─── Text passage

In connection with the body of the machine as thus operated we
employ a vertical rudder or tail 22, so supported as to turn
around a vertical axis.  This rudder is supported at the rear
ends on supports or arms 23, pivoted at their forward ends to
the rear margins of the upper and lower aeroplanes, respectively. 
These supports are preferably V-shaped, as shown, so that their
forward ends are comparatively widely separated, their pivots
being indicated at 24.  Said supports are free to swing upward at
their free rear ends, as indicated in dotted lines in Fig. 3,
their downward movement being limited in any suitable manner. 
The vertical pivots of the rudder 22 are indicated at 25, and one
of these pivots has mounted thereon a sheave or pulley 26, around
which passes a tiller-rope 27, the ends of which are extended out
laterally and secured to the rope 19 on opposite sides of the
central point of said rope.  By reason of this construction the
lateral shifting of the cradle 18 serves to turn the rudder to
one side or the other of the line of flight.  It will be observed
in this connection that the construction is such that the rudder
will always be so turned as to present its resisting surface on
that side of the machine on which the lateral margins of the
aeroplanes present the least angle of resistance.  The reason of
this construction is that when the lateral margins of the
aeroplanes are so turned in the manner hereinbefore described as
to present different angles of incidence to the atmosphere, that
side presenting the largest angle of incidence, although being
lifted or moved upward in the manner already described, at the
same time meets with an increased resistance to its forward
motion, while at the same time the other side of the machine,
presenting a smaller angle of incidence, meets with less
resistance to its forward motion and tends to move forward more
rapidly than the retarded side.  This gives the machine a
tendency to turn around its vertical axis, and this tendency if
not properly met will not only change the direction of the front
of the machine, but will ultimately permit one side thereof to
drop into a position vertically below the other side with the
aero planes in vertical position, thus causing the machine to
fall.  The movement of the rudder, hereinbefore described,
prevents this action, since it exerts a retarding influence on
that side of the machine which tends to move forward too rapidly
and keeps the machine with its front properly presented to the
direction of flight and with its body properly balanced around
its central longitudinal axis.  The pivoting of the supports 23
so as to permit them to swing upward prevents injury to the
rudder and its supports in case the machine alights at such an
angle as to cause the rudder to strike the ground first, the
parts yielding upward, as indicated in dotted lines in Fig. 3,
and thus preventing injury or breakage.  We wish it to be
understood, however, that we do not limit ourselves to the
particular description of rudder set forth, the essential being
that the rudder shall be vertical and shall be so moved as to
present its resisting surface on that side of the machine which
offers the least resistance to the atmosphere, so as to
counteract the tendency of the machine to turn around a vertical
axis when the two sides thereof offer different resistances to
the air.

──────
─── Extracted entries

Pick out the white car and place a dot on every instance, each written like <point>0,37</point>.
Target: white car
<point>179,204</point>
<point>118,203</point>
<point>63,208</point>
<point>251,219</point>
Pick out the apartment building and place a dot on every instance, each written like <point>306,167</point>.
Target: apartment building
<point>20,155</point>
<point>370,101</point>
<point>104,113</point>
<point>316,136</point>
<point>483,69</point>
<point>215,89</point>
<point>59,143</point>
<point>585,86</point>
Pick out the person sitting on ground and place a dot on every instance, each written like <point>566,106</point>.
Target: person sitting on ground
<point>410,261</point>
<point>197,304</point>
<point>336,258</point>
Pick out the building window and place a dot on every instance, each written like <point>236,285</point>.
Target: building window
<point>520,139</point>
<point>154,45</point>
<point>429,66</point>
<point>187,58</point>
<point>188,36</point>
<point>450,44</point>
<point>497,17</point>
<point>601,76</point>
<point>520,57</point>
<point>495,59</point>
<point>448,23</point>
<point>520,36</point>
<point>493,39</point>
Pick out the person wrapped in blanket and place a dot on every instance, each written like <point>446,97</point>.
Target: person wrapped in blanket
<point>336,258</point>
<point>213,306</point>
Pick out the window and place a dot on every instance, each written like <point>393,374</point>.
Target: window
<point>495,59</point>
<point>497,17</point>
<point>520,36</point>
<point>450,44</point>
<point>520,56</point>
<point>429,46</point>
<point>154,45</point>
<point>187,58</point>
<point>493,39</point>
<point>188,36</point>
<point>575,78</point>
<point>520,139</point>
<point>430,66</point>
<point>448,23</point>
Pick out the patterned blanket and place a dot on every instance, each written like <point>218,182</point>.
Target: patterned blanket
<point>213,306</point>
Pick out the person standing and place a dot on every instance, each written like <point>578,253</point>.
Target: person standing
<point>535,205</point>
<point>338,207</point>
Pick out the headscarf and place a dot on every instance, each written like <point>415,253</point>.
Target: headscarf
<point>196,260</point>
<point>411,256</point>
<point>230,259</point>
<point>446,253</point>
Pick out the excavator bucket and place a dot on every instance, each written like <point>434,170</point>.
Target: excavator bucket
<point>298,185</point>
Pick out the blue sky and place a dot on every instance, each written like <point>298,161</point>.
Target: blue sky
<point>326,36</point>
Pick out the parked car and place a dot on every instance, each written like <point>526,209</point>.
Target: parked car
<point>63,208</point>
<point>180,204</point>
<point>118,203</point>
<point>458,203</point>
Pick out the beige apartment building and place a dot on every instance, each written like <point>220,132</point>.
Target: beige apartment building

──────

## Short problem 1
Translate this sentence from the rudder description into Spanish: "By reason of this construction the lateral shifting of the cradle 18 serves to turn the rudder to one side or the other of the line of flight."
## Short problem 2
Reproduce the rudder description between "These supports are" and "any suitable manner.", inclusive, substituting "broken lines" for "dotted lines" wherever it occurs.
## Short problem 3
Answer these questions on the rudder description:
(a) At what numeral are the pivots of the V-shaped supports indicated?
(b) To what are the ends of the tiller-rope 27 secured?
(c) What does the upward swing of the pivoted supports 23 prevent?
The entries play no part in this work.

## Full output 1
Debido a esta construcción, el desplazamiento lateral de la cuna 18 sirve para girar el timón hacia un lado u otro de la línea de vuelo.

## Full output 2
These supports are preferably V-shaped, as shown, so that their
forward ends are comparatively widely separated, their pivots
being indicated at 24.  Said supports are free to swing upward at
their free rear ends, as indicated in broken lines in Fig. 3,
their downward movement being limited in any suitable manner.

## Full output 3
(a) At 24.
(b) To the rope 19, on opposite sides of its central point.
(c) It prevents injury to the rudder and its supports when the machine alights at an angle that makes the rudder strike the ground first.